▶ **Exercise goal**
Return the records below unchanged, from the line with "If it's not too much trouble, could you box the open" up to and including the line with "[195,366,600,400]".

-- BEGIN --

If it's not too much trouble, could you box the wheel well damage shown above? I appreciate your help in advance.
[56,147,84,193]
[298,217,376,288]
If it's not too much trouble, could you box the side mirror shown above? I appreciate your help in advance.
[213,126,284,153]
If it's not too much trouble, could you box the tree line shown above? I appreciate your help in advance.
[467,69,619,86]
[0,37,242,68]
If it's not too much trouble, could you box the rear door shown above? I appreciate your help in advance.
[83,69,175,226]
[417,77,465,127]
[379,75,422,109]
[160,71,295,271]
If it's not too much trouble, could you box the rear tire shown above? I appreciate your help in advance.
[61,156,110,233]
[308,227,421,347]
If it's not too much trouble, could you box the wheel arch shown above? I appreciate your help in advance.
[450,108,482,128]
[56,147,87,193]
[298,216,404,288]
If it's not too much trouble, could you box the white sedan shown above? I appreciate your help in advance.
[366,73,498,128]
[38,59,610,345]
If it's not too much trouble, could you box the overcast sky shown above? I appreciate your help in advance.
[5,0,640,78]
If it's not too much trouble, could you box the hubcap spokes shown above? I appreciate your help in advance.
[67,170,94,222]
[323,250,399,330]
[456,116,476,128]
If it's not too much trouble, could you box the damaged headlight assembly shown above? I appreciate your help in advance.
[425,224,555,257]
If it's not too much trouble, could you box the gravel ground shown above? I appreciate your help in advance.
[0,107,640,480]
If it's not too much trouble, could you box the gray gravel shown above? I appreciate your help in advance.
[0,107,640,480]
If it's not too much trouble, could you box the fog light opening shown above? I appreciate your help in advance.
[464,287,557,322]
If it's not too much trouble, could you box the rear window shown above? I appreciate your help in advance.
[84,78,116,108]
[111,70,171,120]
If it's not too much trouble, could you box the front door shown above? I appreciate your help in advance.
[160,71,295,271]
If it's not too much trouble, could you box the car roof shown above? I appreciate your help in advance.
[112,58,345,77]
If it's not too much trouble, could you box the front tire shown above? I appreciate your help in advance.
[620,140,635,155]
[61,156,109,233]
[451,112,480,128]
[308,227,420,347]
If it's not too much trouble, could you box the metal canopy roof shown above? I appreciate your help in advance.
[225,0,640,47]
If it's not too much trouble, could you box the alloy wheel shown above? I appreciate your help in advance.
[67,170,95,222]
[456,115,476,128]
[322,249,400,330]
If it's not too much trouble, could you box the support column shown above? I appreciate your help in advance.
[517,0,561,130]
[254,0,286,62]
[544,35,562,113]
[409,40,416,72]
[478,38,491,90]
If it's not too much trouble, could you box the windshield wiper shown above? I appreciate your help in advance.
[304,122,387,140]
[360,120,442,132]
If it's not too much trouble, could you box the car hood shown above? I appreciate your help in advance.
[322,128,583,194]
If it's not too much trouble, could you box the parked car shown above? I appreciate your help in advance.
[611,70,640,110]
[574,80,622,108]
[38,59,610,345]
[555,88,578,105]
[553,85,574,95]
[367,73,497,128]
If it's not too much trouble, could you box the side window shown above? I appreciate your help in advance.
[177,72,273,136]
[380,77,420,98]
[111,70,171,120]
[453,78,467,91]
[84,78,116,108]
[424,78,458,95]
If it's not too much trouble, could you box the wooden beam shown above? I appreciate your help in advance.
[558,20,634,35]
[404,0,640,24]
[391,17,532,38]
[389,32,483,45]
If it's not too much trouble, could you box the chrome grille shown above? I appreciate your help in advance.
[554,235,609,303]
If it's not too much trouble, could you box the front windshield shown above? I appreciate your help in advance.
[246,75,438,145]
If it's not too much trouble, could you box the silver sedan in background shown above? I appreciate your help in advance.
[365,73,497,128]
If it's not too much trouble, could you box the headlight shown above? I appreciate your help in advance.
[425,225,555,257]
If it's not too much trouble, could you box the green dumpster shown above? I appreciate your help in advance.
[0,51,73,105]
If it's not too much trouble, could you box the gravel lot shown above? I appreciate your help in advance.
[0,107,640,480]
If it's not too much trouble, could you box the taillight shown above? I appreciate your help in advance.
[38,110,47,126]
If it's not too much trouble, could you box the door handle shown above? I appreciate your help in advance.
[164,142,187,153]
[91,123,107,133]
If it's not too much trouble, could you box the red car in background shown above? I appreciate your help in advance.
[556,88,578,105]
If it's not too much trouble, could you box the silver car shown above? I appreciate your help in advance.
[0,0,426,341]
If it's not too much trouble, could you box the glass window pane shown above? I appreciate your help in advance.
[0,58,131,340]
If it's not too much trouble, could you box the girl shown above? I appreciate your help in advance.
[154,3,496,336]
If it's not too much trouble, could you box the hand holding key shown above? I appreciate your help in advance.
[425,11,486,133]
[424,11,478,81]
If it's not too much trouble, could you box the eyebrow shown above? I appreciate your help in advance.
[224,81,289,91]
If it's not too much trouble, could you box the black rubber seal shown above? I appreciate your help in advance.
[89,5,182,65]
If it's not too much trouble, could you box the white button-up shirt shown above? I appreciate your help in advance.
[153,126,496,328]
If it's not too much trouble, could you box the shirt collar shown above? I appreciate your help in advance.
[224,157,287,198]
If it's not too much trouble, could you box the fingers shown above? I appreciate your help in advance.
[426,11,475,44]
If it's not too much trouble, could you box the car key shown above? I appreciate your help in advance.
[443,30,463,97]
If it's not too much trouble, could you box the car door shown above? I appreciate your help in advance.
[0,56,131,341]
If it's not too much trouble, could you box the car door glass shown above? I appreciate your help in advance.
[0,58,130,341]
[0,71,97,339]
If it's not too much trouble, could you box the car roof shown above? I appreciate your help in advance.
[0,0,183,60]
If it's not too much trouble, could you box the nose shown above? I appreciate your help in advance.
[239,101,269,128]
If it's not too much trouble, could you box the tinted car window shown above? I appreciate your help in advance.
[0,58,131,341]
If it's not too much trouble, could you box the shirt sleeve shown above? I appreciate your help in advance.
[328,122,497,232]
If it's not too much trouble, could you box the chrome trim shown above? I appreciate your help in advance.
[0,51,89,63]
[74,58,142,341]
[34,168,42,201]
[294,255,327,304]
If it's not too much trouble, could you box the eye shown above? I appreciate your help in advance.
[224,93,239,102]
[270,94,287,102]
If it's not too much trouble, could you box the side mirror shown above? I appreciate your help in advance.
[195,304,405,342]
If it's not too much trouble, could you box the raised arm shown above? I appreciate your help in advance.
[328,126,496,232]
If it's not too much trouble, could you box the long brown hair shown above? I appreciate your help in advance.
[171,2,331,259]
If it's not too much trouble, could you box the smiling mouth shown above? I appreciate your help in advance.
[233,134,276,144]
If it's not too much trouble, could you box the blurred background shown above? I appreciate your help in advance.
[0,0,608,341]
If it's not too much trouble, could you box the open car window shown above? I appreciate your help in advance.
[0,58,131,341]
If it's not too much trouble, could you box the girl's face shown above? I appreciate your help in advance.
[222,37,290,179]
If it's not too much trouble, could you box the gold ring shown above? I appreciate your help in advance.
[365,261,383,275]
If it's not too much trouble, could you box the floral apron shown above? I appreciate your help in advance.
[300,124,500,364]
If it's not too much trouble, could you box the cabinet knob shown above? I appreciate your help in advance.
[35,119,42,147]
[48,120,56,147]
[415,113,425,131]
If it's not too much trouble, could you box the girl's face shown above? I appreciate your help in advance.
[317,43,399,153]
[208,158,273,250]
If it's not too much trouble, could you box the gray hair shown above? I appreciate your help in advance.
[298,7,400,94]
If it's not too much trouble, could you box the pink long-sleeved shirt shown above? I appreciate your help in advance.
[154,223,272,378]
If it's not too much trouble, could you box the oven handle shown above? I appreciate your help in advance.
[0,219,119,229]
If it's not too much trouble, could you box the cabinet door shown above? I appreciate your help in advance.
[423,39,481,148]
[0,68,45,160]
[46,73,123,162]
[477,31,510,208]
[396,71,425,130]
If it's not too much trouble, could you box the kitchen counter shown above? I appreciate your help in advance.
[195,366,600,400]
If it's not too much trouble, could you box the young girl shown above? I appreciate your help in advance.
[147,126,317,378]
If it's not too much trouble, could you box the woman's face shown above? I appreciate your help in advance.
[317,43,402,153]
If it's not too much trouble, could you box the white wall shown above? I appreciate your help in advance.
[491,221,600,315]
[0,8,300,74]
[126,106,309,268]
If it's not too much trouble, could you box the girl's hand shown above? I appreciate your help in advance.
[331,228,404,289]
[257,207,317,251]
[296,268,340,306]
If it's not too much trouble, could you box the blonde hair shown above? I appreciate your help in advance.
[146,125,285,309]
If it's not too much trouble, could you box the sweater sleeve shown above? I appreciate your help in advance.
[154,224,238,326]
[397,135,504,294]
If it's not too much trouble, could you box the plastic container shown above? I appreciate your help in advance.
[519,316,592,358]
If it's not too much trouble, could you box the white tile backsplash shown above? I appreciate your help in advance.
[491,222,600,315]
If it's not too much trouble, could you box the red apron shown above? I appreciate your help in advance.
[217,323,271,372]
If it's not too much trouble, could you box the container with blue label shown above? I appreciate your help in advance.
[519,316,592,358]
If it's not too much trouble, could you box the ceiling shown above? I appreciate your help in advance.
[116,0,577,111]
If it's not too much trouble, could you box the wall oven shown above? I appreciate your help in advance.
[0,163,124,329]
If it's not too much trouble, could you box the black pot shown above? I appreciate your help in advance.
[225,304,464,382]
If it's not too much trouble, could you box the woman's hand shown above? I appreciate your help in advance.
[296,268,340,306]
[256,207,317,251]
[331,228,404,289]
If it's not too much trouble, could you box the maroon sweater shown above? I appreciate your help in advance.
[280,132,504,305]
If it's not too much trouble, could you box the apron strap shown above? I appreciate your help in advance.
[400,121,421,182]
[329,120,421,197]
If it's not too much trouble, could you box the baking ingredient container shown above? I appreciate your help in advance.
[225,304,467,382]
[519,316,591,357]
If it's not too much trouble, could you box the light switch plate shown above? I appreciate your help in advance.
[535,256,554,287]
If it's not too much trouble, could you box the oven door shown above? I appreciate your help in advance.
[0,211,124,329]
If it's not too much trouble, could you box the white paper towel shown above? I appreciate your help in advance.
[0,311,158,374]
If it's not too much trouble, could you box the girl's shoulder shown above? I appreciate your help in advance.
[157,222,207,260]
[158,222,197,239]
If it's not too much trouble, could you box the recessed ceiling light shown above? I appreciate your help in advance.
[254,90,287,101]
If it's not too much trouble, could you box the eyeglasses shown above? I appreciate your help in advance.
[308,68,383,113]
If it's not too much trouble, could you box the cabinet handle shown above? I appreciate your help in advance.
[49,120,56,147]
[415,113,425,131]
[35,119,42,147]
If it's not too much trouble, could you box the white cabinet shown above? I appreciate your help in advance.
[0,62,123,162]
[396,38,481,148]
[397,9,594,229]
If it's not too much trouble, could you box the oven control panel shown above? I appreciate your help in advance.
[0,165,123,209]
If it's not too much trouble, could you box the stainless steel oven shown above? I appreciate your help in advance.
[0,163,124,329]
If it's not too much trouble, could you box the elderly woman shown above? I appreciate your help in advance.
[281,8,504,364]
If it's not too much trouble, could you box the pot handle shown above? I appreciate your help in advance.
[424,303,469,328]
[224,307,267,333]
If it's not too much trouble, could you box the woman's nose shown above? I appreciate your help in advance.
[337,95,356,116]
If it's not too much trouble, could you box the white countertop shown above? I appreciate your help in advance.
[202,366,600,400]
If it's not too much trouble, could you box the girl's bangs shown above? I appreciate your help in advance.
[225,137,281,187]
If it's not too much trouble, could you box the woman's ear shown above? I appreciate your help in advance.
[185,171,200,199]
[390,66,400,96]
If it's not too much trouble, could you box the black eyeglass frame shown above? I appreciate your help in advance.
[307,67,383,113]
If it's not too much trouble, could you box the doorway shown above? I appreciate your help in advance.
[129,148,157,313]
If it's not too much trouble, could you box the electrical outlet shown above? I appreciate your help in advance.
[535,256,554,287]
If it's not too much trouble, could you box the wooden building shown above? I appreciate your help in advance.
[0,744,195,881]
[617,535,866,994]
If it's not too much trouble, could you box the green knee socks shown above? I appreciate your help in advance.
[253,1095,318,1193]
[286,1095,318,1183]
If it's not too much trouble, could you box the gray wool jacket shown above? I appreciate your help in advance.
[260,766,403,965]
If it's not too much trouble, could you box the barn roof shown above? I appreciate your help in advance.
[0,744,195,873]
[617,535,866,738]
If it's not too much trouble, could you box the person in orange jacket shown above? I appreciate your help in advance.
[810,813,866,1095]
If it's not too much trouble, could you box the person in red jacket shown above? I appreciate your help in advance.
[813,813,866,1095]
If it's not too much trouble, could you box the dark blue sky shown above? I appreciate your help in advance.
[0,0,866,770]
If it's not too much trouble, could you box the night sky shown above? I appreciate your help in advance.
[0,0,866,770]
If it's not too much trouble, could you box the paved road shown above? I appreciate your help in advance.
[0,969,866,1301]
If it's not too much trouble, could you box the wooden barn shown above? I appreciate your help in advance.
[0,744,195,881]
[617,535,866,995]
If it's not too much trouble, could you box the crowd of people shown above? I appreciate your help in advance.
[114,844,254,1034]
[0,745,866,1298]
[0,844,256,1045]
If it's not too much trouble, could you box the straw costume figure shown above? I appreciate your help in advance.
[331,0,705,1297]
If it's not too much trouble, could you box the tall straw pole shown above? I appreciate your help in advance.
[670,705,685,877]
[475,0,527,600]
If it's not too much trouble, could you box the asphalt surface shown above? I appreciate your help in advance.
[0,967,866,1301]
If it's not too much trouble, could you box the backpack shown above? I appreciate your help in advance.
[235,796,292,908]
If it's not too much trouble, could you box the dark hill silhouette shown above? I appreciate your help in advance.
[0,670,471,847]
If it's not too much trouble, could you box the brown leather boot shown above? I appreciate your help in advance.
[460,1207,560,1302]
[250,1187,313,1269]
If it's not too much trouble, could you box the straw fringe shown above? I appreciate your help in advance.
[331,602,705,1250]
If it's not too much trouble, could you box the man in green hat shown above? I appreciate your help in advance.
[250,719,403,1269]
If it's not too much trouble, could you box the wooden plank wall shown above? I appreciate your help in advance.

-- END --

▶ **Task answer**
If it's not too much trouble, could you box the open car window shown above? I appreciate your help in advance.
[0,58,131,341]
If it's not too much trouble, could you box the girl's face shown above? I appreciate your help in advance.
[222,37,290,179]
If it's not too much trouble, could you box the gold ring shown above? I appreciate your help in advance.
[365,261,383,275]
If it's not too much trouble, could you box the floral apron shown above? I appreciate your help in advance.
[300,124,500,364]
If it's not too much trouble, could you box the cabinet knob shown above? I appreciate your help in advance.
[35,119,42,147]
[48,120,56,147]
[415,113,425,131]
If it's not too much trouble, could you box the girl's face shown above? I appreciate your help in advance.
[317,43,399,153]
[208,158,273,250]
If it's not too much trouble, could you box the gray hair shown above? I appreciate your help in advance.
[298,7,400,94]
If it's not too much trouble, could you box the pink long-sleeved shirt shown above? I appreciate your help in advance.
[154,223,272,378]
If it's not too much trouble, could you box the oven handle shown above? I appreciate your help in advance.
[0,219,119,229]
If it's not too much trouble, could you box the cabinet door shown above? I appreciate your help in advance.
[423,39,481,148]
[0,68,45,160]
[46,73,123,162]
[477,31,510,208]
[396,71,425,130]
If it's not too much trouble, could you box the kitchen counter shown above? I appreciate your help in advance.
[195,366,600,400]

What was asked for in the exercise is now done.